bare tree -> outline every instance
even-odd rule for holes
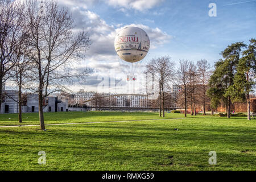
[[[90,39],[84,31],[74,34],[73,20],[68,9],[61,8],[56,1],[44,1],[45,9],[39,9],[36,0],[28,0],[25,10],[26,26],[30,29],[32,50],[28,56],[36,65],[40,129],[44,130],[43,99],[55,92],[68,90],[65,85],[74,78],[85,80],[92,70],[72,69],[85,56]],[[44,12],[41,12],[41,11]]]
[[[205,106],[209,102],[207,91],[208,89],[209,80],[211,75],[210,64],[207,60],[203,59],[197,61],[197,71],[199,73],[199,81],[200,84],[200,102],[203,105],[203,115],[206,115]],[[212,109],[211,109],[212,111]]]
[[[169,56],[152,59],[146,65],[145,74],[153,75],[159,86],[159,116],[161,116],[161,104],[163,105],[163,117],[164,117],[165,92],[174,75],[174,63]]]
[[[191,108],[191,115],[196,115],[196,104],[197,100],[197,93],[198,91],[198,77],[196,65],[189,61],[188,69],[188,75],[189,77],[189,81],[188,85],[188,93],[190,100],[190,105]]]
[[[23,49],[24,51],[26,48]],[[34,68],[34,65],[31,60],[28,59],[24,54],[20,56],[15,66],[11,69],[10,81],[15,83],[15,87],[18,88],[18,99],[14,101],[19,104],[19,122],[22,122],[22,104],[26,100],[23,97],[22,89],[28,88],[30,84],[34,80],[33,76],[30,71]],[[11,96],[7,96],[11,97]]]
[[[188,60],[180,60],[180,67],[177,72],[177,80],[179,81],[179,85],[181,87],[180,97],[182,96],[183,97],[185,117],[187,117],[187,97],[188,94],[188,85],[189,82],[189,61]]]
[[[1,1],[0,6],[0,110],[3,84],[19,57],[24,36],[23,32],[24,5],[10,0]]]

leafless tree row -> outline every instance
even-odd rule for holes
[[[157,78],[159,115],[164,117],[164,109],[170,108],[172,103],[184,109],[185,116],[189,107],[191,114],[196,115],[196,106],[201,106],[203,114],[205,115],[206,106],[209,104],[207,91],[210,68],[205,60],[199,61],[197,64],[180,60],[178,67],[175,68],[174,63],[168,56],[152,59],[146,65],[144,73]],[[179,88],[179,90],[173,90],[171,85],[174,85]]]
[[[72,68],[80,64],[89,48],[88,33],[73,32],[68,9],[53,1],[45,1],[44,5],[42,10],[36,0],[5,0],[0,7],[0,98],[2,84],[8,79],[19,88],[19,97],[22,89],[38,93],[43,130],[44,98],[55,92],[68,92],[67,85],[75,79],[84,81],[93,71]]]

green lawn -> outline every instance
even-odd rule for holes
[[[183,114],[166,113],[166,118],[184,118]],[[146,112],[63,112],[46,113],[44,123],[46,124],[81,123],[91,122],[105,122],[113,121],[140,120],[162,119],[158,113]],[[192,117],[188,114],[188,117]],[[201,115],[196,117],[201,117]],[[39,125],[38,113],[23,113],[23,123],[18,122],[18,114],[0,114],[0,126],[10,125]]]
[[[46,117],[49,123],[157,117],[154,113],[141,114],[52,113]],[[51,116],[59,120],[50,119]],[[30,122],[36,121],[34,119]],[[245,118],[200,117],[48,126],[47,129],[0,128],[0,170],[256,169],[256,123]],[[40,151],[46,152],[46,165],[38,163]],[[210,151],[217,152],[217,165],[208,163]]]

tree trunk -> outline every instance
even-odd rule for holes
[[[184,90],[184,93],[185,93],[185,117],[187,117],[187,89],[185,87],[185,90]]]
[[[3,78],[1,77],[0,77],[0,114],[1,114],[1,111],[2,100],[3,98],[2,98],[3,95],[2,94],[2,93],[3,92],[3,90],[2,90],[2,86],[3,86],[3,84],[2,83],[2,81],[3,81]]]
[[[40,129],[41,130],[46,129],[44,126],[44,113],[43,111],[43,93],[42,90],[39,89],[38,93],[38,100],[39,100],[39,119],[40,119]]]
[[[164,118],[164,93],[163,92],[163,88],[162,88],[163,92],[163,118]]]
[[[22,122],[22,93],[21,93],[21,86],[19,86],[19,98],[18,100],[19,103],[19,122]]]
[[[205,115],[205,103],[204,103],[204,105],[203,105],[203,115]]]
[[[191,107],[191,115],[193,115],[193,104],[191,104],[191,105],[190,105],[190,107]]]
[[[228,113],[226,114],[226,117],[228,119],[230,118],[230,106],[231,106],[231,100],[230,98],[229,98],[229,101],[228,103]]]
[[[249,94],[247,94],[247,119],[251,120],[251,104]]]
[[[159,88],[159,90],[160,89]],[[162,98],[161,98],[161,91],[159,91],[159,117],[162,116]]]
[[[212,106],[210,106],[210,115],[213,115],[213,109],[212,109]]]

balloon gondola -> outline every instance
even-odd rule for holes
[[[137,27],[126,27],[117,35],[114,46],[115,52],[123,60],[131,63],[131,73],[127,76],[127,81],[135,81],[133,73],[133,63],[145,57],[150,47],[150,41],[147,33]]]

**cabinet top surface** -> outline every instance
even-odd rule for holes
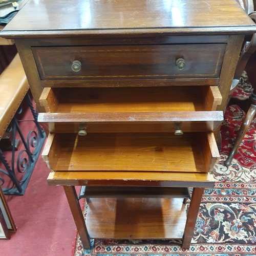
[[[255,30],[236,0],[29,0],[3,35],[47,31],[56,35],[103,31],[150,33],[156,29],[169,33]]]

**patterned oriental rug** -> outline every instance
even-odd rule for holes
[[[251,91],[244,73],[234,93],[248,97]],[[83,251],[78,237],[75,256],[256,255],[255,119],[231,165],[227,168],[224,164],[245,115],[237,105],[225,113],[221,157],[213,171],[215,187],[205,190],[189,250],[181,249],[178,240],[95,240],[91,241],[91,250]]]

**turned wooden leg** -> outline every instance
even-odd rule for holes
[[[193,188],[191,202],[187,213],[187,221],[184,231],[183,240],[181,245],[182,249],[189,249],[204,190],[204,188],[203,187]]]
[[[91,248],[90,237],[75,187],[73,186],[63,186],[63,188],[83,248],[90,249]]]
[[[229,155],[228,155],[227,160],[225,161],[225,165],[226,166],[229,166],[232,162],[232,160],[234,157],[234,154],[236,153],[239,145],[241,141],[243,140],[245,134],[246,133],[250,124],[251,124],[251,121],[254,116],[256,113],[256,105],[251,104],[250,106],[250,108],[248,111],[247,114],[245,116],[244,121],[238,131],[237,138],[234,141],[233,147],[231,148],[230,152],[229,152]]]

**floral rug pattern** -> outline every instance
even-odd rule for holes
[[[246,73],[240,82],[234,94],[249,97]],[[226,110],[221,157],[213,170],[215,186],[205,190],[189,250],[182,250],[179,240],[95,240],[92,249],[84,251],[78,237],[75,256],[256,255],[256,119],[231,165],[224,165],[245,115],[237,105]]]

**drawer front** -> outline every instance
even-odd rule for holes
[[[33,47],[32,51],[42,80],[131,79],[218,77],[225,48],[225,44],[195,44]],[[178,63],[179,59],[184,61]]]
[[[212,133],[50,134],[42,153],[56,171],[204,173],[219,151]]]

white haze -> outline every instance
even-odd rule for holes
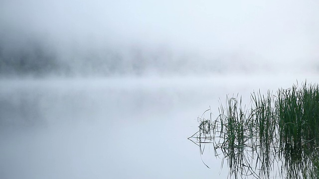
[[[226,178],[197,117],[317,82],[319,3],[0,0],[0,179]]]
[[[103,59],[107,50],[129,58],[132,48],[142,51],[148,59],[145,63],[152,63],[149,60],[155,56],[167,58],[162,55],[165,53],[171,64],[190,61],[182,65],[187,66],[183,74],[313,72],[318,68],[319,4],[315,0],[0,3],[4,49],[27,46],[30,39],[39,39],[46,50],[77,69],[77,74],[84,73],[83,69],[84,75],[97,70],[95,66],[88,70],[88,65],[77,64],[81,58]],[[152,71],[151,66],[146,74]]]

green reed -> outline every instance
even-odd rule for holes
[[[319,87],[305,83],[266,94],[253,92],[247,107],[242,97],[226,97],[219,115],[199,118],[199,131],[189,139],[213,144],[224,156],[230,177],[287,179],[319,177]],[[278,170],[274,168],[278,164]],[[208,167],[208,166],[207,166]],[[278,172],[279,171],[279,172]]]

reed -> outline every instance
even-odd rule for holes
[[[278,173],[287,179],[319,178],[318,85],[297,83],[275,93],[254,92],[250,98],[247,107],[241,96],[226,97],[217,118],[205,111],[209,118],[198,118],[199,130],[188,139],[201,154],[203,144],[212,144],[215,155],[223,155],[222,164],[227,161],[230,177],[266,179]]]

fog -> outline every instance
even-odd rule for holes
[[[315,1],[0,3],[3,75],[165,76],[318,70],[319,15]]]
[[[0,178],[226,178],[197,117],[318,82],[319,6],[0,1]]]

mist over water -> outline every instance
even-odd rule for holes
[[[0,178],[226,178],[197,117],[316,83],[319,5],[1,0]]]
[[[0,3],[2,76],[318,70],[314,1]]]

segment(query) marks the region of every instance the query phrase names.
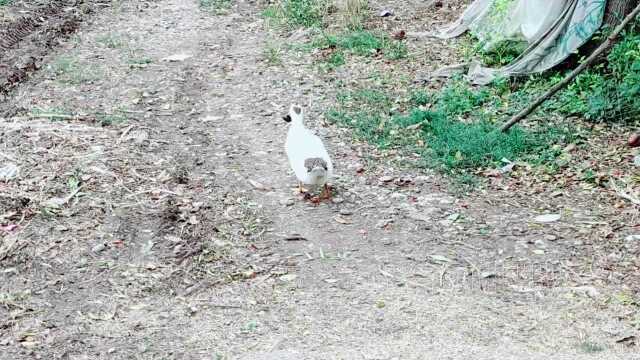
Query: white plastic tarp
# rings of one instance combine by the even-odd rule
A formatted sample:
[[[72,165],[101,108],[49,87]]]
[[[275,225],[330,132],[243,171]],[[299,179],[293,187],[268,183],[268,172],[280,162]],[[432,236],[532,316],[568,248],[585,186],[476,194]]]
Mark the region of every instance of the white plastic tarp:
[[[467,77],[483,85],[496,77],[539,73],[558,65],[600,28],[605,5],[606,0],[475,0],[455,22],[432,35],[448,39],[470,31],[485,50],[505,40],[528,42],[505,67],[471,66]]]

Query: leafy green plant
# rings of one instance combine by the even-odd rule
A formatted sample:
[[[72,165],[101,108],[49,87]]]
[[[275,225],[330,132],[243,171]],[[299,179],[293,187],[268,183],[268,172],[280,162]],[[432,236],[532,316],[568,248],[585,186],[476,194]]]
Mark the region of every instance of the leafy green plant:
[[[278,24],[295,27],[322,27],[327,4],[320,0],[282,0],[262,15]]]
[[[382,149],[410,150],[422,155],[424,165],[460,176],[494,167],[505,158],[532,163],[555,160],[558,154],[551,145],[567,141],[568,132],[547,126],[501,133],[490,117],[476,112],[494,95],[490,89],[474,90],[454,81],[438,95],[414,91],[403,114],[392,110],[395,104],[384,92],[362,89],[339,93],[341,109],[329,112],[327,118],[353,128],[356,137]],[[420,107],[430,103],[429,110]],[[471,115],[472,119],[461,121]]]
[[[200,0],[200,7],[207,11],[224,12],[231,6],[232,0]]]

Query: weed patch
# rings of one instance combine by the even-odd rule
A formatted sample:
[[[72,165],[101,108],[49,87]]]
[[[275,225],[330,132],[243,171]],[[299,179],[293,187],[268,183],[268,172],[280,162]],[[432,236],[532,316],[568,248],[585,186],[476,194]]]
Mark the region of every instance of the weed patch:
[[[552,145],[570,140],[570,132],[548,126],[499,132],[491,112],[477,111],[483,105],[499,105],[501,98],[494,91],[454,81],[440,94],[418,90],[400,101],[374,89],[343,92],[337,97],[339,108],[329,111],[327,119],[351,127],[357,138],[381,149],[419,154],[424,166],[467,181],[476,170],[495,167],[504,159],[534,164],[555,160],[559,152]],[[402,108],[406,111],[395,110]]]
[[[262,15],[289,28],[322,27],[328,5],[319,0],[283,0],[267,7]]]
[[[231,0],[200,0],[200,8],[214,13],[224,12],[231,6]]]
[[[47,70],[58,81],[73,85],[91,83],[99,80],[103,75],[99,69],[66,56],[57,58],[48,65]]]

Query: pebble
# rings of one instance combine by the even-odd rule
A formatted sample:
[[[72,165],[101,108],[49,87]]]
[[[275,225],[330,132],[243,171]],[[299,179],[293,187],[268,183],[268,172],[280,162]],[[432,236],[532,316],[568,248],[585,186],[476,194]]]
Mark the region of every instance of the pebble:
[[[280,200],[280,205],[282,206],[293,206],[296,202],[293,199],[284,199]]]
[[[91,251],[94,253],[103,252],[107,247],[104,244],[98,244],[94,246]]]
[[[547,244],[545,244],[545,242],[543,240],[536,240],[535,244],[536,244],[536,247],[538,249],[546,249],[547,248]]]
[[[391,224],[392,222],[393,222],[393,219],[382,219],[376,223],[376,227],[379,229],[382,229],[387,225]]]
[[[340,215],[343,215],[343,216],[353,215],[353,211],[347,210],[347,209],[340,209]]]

* * * *

◆ Task to carry out ◆
Turn everything in the items from the line containing "pattern** -> outline every instance" down to the line containing "[[[212,133],[50,134],[42,153],[56,171],[204,173],[219,151]]]", both included, into a Markdown table. Use a column named No. for the row number and a column named Line for the line itself, and leave out blank lines.

◆ Task answer ◆
| No. | Line |
|---|---|
| 1 | **floral rug pattern** -> outline every instance |
| 2 | even-odd rule for holes |
| 3 | [[[246,73],[240,82],[234,94],[249,97]],[[226,110],[221,157],[213,170],[215,186],[205,190],[189,250],[182,250],[179,240],[95,240],[92,249],[84,251],[78,237],[75,256],[256,255],[256,119],[231,165],[224,165],[245,115],[237,105]]] |
| 4 | **drawer front** -> outline every instance |
| 5 | even-odd rule for holes |
| 6 | [[[33,47],[32,51],[42,80],[131,79],[218,77],[225,48],[225,44],[195,44]],[[178,63],[179,59],[184,61]]] |
| 7 | [[[212,133],[50,134],[42,153],[56,171],[204,173],[219,151]]] |